◆ WHAT IS EXPECTED:
Extract every entry word for word. Skip the pictures.

(Image point grounding data)
☆ ☆ ☆ ☆ ☆ ☆ ☆

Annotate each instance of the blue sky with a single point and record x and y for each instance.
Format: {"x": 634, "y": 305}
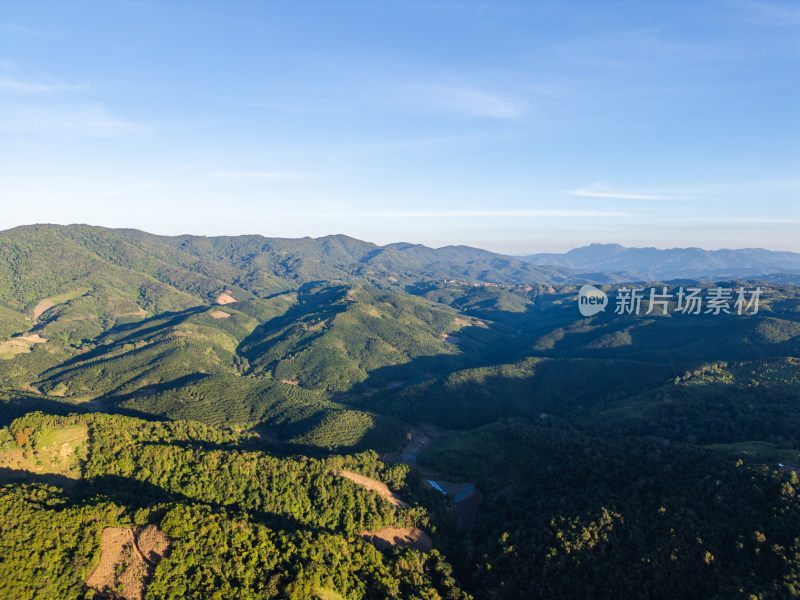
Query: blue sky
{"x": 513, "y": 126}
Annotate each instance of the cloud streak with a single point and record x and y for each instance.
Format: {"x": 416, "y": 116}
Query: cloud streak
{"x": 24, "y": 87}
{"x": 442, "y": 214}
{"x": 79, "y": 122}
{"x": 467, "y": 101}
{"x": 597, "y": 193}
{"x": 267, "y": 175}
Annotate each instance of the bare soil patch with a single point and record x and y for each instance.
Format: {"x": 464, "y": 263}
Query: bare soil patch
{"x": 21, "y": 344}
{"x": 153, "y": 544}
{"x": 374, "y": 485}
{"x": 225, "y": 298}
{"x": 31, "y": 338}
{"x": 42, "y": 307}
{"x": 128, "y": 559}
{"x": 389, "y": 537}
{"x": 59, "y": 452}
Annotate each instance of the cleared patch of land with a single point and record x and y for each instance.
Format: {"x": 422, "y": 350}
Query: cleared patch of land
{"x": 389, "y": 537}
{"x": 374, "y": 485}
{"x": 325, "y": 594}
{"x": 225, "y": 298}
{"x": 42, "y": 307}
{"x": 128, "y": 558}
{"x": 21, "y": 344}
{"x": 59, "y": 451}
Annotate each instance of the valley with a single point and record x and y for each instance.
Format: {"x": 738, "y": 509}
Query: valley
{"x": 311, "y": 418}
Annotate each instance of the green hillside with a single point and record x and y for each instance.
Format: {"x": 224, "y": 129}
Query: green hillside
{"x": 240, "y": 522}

☆ ☆ ☆ ☆ ☆ ☆ ☆

◆ TASK ANSWER:
Annotate each instance of the blue sky with a single point and record x and y for each instance.
Format: {"x": 634, "y": 305}
Query: blue sky
{"x": 513, "y": 126}
Annotate each instance of the cloud streak with a single point and record x and y for each instance.
Format: {"x": 416, "y": 116}
Query: cloud streak
{"x": 24, "y": 87}
{"x": 442, "y": 214}
{"x": 79, "y": 122}
{"x": 467, "y": 101}
{"x": 597, "y": 193}
{"x": 267, "y": 175}
Annotate each instance of the bare soil patch with a single point and record x and y for each instance.
Format: {"x": 464, "y": 263}
Query: bare soil patch
{"x": 21, "y": 344}
{"x": 153, "y": 544}
{"x": 374, "y": 485}
{"x": 225, "y": 298}
{"x": 31, "y": 338}
{"x": 42, "y": 307}
{"x": 128, "y": 559}
{"x": 389, "y": 537}
{"x": 59, "y": 452}
Annotate each instance of the cleared patch of land with a single point and record x and y for each instance.
Format: {"x": 422, "y": 350}
Query: cleared patch of land
{"x": 389, "y": 537}
{"x": 374, "y": 485}
{"x": 325, "y": 594}
{"x": 225, "y": 298}
{"x": 42, "y": 307}
{"x": 128, "y": 558}
{"x": 21, "y": 344}
{"x": 59, "y": 451}
Annotate each instance of the valley with a single point and record x and y for each instance.
Format: {"x": 738, "y": 509}
Query: valley
{"x": 311, "y": 418}
Annotate each instance of the green hillside with a single point and record x and y for each instance.
Format: {"x": 224, "y": 129}
Query: green hillside
{"x": 240, "y": 522}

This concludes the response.